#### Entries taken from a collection
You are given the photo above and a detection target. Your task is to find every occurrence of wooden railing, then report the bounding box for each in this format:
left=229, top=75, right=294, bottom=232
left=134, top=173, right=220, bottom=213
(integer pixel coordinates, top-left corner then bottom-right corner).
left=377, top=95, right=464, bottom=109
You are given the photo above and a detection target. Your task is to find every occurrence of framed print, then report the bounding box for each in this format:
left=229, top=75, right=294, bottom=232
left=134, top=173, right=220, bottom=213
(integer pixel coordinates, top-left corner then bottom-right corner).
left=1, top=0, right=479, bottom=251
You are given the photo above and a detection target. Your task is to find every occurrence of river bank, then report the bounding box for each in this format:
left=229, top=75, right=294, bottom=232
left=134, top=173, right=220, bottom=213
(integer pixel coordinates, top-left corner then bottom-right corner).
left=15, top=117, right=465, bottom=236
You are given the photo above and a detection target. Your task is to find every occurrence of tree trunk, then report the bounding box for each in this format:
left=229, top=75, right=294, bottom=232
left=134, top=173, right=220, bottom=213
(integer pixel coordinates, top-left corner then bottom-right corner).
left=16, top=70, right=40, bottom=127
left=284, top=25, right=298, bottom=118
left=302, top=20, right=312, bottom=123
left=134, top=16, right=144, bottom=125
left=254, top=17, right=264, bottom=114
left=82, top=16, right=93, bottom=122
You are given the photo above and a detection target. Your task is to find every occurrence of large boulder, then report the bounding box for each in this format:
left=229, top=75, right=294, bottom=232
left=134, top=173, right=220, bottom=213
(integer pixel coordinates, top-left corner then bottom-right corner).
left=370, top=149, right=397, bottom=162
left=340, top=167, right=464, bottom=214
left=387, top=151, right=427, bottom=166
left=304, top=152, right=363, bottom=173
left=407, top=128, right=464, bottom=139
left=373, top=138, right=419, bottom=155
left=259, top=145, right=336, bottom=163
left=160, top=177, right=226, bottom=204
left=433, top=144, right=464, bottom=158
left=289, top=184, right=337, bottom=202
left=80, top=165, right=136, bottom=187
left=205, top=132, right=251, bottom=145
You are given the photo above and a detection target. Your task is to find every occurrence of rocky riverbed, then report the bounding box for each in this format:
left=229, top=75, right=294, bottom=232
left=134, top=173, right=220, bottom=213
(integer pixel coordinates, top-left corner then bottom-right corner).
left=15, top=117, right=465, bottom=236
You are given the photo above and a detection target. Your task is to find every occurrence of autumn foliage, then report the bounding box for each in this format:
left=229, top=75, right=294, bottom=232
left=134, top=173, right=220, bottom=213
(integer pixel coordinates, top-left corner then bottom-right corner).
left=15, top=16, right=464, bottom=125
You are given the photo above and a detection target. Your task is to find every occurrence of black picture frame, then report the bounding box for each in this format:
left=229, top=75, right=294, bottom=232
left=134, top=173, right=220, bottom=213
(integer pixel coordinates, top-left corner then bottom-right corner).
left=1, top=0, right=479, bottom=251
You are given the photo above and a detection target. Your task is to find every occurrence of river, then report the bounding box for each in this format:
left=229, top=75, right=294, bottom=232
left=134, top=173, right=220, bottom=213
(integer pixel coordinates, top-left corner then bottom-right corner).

#### TASK TO COMPLETE
The records above should be repeated exactly. Print them all.

#### EXPECTED ANSWER
You are given the photo above and a detection target. Your task is to find every occurrence of wooden railing, then report the bounding box for each in this format:
left=229, top=75, right=294, bottom=232
left=134, top=173, right=220, bottom=213
(integer pixel coordinates, top-left corner then bottom-right corner).
left=377, top=95, right=464, bottom=109
You are given the photo above and a detection target. Your task is to find every occurrence of framed print, then report the bounding box for each in this format:
left=229, top=75, right=294, bottom=232
left=134, top=173, right=220, bottom=213
(integer pixel coordinates, top-left corner then bottom-right corner).
left=1, top=0, right=479, bottom=251
You are given the photo above and a detection target. Your task is to find every occurrence of river bank, then report the bounding box for each in this format:
left=229, top=75, right=294, bottom=232
left=134, top=173, right=220, bottom=213
(integer pixel coordinates, top-left corner then bottom-right corner).
left=15, top=117, right=465, bottom=236
You are given the photo above and a detection target. Your task is to find every occurrence of tree trunk, then report the bounding box for each in this format:
left=229, top=75, right=294, bottom=232
left=134, top=173, right=220, bottom=213
(integer pixel coordinates, top-left corner then bottom-right corner).
left=16, top=70, right=40, bottom=127
left=284, top=25, right=298, bottom=118
left=302, top=20, right=312, bottom=123
left=134, top=16, right=144, bottom=125
left=254, top=17, right=264, bottom=114
left=82, top=16, right=93, bottom=122
You are given the photo above and a detection target. Your task is to find every occurrence of large boulder, then report the bounding box for each in this format:
left=229, top=75, right=294, bottom=232
left=134, top=173, right=220, bottom=213
(integer pixel coordinates, top-left corner then bottom-right corner).
left=370, top=149, right=397, bottom=162
left=340, top=167, right=464, bottom=214
left=387, top=151, right=427, bottom=166
left=304, top=152, right=363, bottom=173
left=407, top=128, right=464, bottom=139
left=373, top=138, right=419, bottom=155
left=259, top=145, right=336, bottom=163
left=160, top=177, right=226, bottom=204
left=433, top=144, right=464, bottom=158
left=289, top=184, right=337, bottom=202
left=80, top=165, right=136, bottom=187
left=205, top=132, right=251, bottom=145
You are given the photo above and a detection target. Your task is to find every occurrence of rocky riverbed, then report the bounding box for each in this format:
left=229, top=75, right=294, bottom=232
left=134, top=173, right=220, bottom=213
(integer pixel coordinates, top-left corner then bottom-right corner).
left=15, top=117, right=465, bottom=236
You are given the photo above and a detection target. Your task is to find every occurrence of autumn foliage, then report the bounding box for each in this format:
left=229, top=75, right=294, bottom=232
left=134, top=173, right=220, bottom=213
(integer pixel coordinates, top-left corner then bottom-right corner).
left=15, top=16, right=464, bottom=125
You are given the photo above and a detection target. Your task is to find every occurrence of black picture frame, then report the bounding box for each in this format:
left=229, top=75, right=294, bottom=232
left=134, top=173, right=220, bottom=213
(integer pixel coordinates, top-left corner then bottom-right corner).
left=1, top=0, right=479, bottom=251
You are given the photo above and a detection target. Your task is to find every occurrence of river, then report the bounding box for each in this format:
left=229, top=75, right=294, bottom=232
left=134, top=173, right=220, bottom=213
(integer pixel coordinates, top-left corner then bottom-right corner).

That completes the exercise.